§ TASK ITEM: Check each line of the data for "shirt" and select those that have it.

Stored data entries
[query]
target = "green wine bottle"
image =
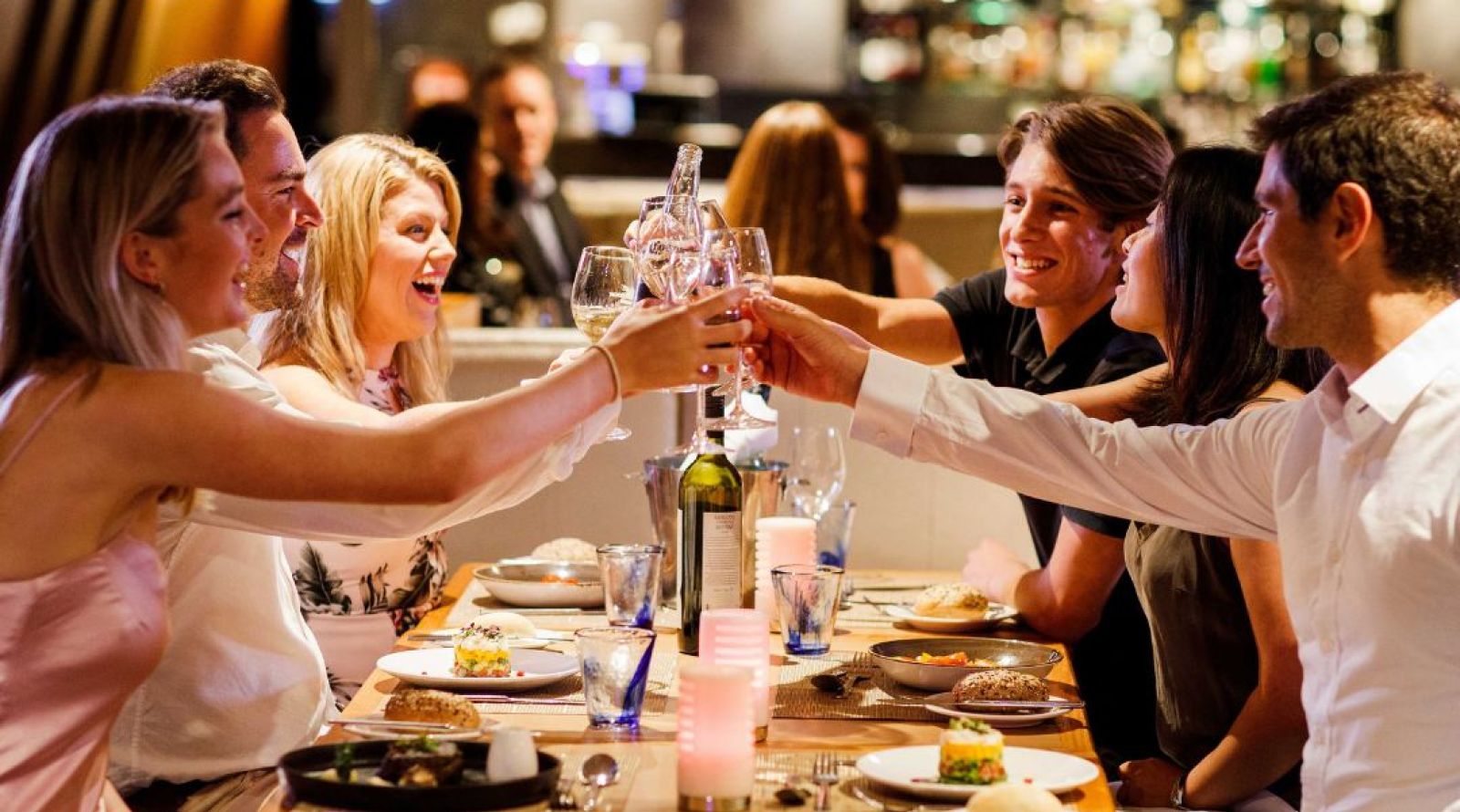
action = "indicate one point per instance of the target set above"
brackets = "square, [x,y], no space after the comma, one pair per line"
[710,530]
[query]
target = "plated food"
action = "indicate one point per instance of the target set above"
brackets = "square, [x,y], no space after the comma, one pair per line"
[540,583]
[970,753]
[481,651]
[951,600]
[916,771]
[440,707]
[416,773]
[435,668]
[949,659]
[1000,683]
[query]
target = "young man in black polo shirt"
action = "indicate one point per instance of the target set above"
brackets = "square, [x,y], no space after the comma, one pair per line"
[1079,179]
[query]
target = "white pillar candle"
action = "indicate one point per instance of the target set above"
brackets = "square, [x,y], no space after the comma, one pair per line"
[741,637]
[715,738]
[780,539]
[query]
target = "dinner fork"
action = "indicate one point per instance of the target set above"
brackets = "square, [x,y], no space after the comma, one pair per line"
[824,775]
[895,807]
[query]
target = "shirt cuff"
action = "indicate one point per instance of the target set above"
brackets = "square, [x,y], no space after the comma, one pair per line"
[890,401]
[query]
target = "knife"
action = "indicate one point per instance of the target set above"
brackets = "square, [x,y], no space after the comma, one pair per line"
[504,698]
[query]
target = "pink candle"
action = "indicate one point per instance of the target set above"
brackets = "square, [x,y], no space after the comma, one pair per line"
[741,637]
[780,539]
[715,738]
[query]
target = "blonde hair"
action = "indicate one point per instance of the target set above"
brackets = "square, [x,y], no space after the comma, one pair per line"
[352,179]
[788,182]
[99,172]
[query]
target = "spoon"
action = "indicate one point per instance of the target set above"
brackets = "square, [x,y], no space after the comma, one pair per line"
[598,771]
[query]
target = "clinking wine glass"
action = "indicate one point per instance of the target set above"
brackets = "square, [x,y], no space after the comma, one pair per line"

§ RESULT:
target = "young man in black polo shirt"
target = "shirt cuff"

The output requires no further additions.